The first spread is quite intriguing (okay, I find them all intriguing, what can I say, I'm an artist, it's what we do...).  This one has two curves, which seem to echo each other, but they do meet in the middle...can you see it?  Interestingly, if you placed the original prints together, they look quite different, but combined in this way, they seem similar to some degree. 

Spread two:


To me, this reads almost like a semi-abstract snail, or a strange beast of burden...but you can see the curve running from the top of the 'head' to the base of the 'shell'. 

Spread three:


Here, you can see how different the reverse of a print really is.  This, to me, looks similar to a ghost print, the second print that you take from a monoprint.  The stitches on the left hand side have a really random feel; I like the sense of space that I get from it...this time, the strong curve shown by the dark stitches then continues on and upwards, over the egg-like shape on the second page. 

Spread four :


Here, the dark curve above what appears, on this side, to be more circular than ovular, continues on into the lighter area, sitting inside a second curved shape suggested by the print.  The straight lines of that dark curve on the left are echoed by the lighter, longer lines in that curved shape on the second page. 

Spread five :


This is the most visually incoherent of the spreads, but there is still a suggestion of a curve, in two places, though one is not as obvious in the image as it is in real life.  The first of those curves sits where the pages meet, the lines stitched into the beige coloured area on the left, meet the curves stitched into the lower brown area on the right.  More abstractly, though, the upward  movement of  that beige area continues until it meets the brown semicircular area at the centre top of the opposite page.   Interestingly, this is the only other spread in the book where the stitch appears more abstract in places.  I think that idea of stitch on one side not matching the stitch of the other side, is something I'd like to explore. 

So, there you are.  One finished book, other than the stitch to bind it.  I think its name is Curvilinear.  Interestingly, I've already made a quilt with that name, a long time ago, admittedly...the two are not particularly similar; you'll find it here, in a post entitled 'Creative Surprises'.  Not unlike this book, really.


Monday, September 17, 2018

The Last Page...

...is finally complete. 


I wanted to continue the theme of long, straight lines that I started in the 'tail' section of the larger motif, so used blanket stitch again in the circular section.  That, of course, meant that I was limited in the number of stitches I could get into the small circle at the centre, so I ended up adding a couple more straight stitches in places that seemed too wide by comparison with the others (if you see what I mean).  I don't think you can tell the difference, really. 



And then there's the vertical secondary motif.  That is made up of long, straight stitches, couched down with that same thread, as in the 'tail' section.


The reverse of this side is intriguing...for some reason, it reads in a circular format, rather than a straight line...who knows how that happened.  But for the vertical lines to make visual sense, I decided to whip them, to make coherent lines.



What next?  I hear you holler.  Well... ostensibly, I sew the pages together.  In practice, however, I'm going to leave them for a week or so, and go back to them.  I'm contemplating drawing on them, and it would be easier to do that if I leave them unbound.  I'm undecided, and the best thing to do for that, is to build some time into the process.  We get too close to the work while it's being done, and stop seeing it objectively.

**Aim A**
List the stitching techniques the blog post says were used on the last page.
**Aim B**
Rewrite the blog post's paragraph beginning "This is the most visually incoherent" as a brief bulleted list that keeps its main facts.
**Aim C**
From the blog post, extract the passage starting with "The reverse of this" and going on through "make coherent lines.".
The data that comes next is separate from the blog post.

**Stored data**
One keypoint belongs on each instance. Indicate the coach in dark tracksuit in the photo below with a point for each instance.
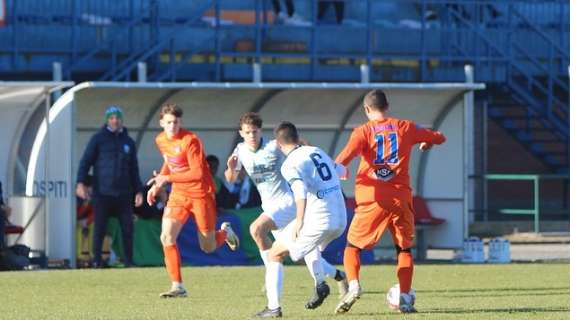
(112, 154)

**Right answer A**
- Blanket stitch
- Straight stitches
- Couching
- Whipping

**Right answer B**
- This is the most visually incoherent spread, but it still suggests a curve in two places. One of them is less obvious in the image than in real life.
- The first curve is where the pages meet. The lines stitched into the beige area on the left meet the curves stitched into the lower brown area on the right.
- More abstractly, the beige area's upward movement continues until it meets the brown semicircular area at the center top of the opposite page.
- It is the only other spread in the book where the stitch looks more abstract in places.
- The maker would like to explore stitch on one side not matching stitch on the other side.

**Right answer C**
The reverse of this side is intriguing...for some reason, it reads in a circular format, rather than a straight line...who knows how that happened.  But for the vertical lines to make visual sense, I decided to whip them, to make coherent lines.